Il est important d’éviter d’en consommer en trop grande quantité (quand je parle de grande quantité je parle de plus de 5g par jour). Il est de toute manière préférable de consulter un spécialiste qui saura vous orienter, surtout si vous souffrez de conditions inflammatoires type ulcères, de problèmes cardiaques (myocardite) ou de troubles hépatiques. Les doses journalières recommandées sont de 1,5g de cardamome en poudre, 1 à 2 g de teinture (5 à 10 gouttes à raison de 3 prises), 2 gouttes d’huile essentielle (à privilégier en usage externe), de 0,5 à 1g de graines (ou la même quantité réduite en poudre) à laisser infuser dans 240ml d’eau chaude, pendant 10 minutes et à consommer après le repas. Les femmes enceintes et les enfants éviteront d’utiliser l’huile essentielle de cardamome, et la consommeront sous forme d’infusions.

··········

Questions d'étude |
A. Selon le texte sur la cardamome, quelle dose journalière de cardamome en poudre est recommandée ?
B. Recopiez mot pour mot le passage du texte sur la cardamome qui va de « Il est important » jusqu'à « sous forme d’infusions. ».

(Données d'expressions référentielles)
··········

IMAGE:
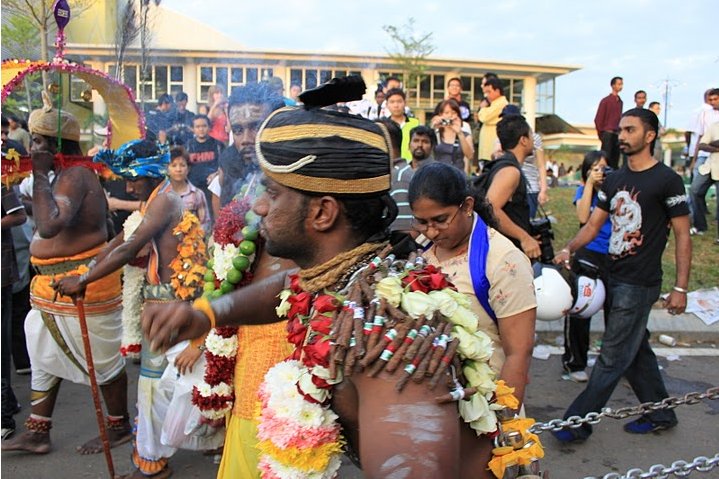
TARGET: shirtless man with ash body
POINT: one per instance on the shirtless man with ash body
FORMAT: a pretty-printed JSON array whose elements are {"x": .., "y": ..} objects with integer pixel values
[{"x": 70, "y": 214}]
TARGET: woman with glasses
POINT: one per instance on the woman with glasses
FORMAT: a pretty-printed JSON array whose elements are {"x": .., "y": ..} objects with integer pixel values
[{"x": 481, "y": 263}]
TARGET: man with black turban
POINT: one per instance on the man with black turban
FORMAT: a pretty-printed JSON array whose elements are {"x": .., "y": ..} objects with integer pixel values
[{"x": 327, "y": 208}]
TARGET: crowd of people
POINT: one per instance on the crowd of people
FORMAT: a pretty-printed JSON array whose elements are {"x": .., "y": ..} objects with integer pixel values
[{"x": 342, "y": 186}]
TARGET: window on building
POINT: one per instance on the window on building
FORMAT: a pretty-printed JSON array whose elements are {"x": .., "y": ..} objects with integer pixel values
[
  {"x": 545, "y": 97},
  {"x": 308, "y": 78},
  {"x": 158, "y": 79},
  {"x": 80, "y": 91},
  {"x": 229, "y": 77}
]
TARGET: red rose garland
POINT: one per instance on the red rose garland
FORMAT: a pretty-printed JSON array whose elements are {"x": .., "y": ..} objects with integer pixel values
[{"x": 234, "y": 250}]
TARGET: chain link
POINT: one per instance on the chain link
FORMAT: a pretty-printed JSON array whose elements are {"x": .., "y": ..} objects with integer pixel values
[
  {"x": 574, "y": 422},
  {"x": 678, "y": 468}
]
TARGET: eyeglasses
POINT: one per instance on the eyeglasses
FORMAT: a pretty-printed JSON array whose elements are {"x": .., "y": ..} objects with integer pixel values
[
  {"x": 239, "y": 129},
  {"x": 423, "y": 225}
]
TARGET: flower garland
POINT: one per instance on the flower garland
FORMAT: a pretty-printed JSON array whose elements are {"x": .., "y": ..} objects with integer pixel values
[
  {"x": 188, "y": 267},
  {"x": 228, "y": 269},
  {"x": 299, "y": 434},
  {"x": 133, "y": 282}
]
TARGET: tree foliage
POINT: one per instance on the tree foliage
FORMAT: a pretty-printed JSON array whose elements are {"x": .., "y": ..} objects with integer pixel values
[
  {"x": 39, "y": 14},
  {"x": 410, "y": 51}
]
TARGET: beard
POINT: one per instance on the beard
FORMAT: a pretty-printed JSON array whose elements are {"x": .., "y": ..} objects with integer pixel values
[
  {"x": 628, "y": 150},
  {"x": 290, "y": 240},
  {"x": 419, "y": 154}
]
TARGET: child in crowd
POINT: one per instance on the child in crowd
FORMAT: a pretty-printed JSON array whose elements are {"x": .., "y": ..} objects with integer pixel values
[{"x": 193, "y": 198}]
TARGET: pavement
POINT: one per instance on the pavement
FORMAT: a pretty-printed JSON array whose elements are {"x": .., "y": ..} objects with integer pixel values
[
  {"x": 609, "y": 449},
  {"x": 685, "y": 328}
]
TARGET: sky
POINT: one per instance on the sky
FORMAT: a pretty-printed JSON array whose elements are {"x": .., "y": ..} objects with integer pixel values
[{"x": 649, "y": 43}]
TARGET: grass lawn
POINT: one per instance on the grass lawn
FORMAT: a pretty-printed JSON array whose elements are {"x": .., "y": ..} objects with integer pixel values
[{"x": 705, "y": 254}]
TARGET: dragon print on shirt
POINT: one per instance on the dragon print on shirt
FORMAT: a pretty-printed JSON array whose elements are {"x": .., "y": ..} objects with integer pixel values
[{"x": 626, "y": 224}]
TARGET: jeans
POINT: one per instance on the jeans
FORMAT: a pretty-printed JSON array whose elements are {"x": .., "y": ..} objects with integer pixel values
[
  {"x": 610, "y": 146},
  {"x": 698, "y": 191},
  {"x": 625, "y": 352},
  {"x": 533, "y": 200},
  {"x": 9, "y": 402}
]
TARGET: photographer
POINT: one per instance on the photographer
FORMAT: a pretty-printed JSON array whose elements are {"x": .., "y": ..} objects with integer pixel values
[
  {"x": 507, "y": 190},
  {"x": 454, "y": 137},
  {"x": 576, "y": 329}
]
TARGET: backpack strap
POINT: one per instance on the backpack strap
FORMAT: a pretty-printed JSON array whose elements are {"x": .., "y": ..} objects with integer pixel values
[{"x": 478, "y": 252}]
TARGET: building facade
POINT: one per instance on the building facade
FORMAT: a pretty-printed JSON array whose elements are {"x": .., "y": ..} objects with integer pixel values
[{"x": 193, "y": 63}]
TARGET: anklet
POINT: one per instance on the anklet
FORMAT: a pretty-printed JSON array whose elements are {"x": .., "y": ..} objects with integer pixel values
[{"x": 41, "y": 426}]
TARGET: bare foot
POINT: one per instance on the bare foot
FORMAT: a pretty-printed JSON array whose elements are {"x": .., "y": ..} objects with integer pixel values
[
  {"x": 116, "y": 437},
  {"x": 30, "y": 441},
  {"x": 137, "y": 474}
]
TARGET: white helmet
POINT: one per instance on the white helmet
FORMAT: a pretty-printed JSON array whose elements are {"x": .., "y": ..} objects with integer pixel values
[
  {"x": 554, "y": 296},
  {"x": 589, "y": 296}
]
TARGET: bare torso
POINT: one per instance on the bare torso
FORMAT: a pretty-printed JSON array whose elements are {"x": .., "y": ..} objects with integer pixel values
[
  {"x": 407, "y": 435},
  {"x": 166, "y": 208},
  {"x": 79, "y": 189}
]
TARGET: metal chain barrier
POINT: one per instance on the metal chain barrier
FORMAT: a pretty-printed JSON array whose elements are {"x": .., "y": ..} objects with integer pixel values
[
  {"x": 574, "y": 422},
  {"x": 678, "y": 468}
]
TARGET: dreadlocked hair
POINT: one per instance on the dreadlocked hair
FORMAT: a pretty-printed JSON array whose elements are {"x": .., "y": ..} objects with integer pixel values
[{"x": 338, "y": 268}]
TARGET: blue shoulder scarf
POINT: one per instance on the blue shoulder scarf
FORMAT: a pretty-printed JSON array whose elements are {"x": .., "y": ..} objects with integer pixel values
[{"x": 478, "y": 251}]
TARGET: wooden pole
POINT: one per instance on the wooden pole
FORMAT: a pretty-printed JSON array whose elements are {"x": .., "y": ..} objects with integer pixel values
[{"x": 95, "y": 388}]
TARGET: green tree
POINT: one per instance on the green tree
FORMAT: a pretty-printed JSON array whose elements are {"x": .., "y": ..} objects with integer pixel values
[
  {"x": 39, "y": 14},
  {"x": 410, "y": 51},
  {"x": 20, "y": 39}
]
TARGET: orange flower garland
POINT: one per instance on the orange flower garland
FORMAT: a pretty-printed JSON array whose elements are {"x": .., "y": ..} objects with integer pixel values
[{"x": 188, "y": 267}]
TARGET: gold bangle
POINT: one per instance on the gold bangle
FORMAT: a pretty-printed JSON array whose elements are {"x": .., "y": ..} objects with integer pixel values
[
  {"x": 204, "y": 306},
  {"x": 199, "y": 342}
]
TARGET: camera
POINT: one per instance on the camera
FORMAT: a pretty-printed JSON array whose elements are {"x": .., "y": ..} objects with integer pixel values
[{"x": 542, "y": 228}]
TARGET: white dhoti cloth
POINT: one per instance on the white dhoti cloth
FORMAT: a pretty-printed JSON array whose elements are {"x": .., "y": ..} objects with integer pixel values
[
  {"x": 57, "y": 352},
  {"x": 166, "y": 419}
]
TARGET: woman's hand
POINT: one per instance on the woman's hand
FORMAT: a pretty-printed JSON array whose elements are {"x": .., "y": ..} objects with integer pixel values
[
  {"x": 456, "y": 125},
  {"x": 187, "y": 359},
  {"x": 596, "y": 177}
]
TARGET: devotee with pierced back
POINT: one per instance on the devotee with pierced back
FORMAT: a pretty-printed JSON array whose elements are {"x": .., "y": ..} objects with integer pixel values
[{"x": 327, "y": 207}]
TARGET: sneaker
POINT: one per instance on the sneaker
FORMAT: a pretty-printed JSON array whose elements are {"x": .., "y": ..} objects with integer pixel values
[
  {"x": 576, "y": 376},
  {"x": 645, "y": 425},
  {"x": 567, "y": 436}
]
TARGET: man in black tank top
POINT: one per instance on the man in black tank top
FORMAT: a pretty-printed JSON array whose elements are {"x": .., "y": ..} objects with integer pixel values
[{"x": 507, "y": 192}]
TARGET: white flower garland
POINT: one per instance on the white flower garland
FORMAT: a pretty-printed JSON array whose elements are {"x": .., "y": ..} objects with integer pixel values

··········

Réponses attendues |
A. La dose journalière recommandée est de 1,5 g de cardamome en poudre.

B.
Il est important d’éviter d’en consommer en trop grande quantité (quand je parle de grande quantité je parle de plus de 5g par jour). Il est de toute manière préférable de consulter un spécialiste qui saura vous orienter, surtout si vous souffrez de conditions inflammatoires type ulcères, de problèmes cardiaques (myocardite) ou de troubles hépatiques. Les doses journalières recommandées sont de 1,5g de cardamome en poudre, 1 à 2 g de teinture (5 à 10 gouttes à raison de 3 prises), 2 gouttes d’huile essentielle (à privilégier en usage externe), de 0,5 à 1g de graines (ou la même quantité réduite en poudre) à laisser infuser dans 240ml d’eau chaude, pendant 10 minutes et à consommer après le repas. Les femmes enceintes et les enfants éviteront d’utiliser l’huile essentielle de cardamome, et la consommeront sous forme d’infusions.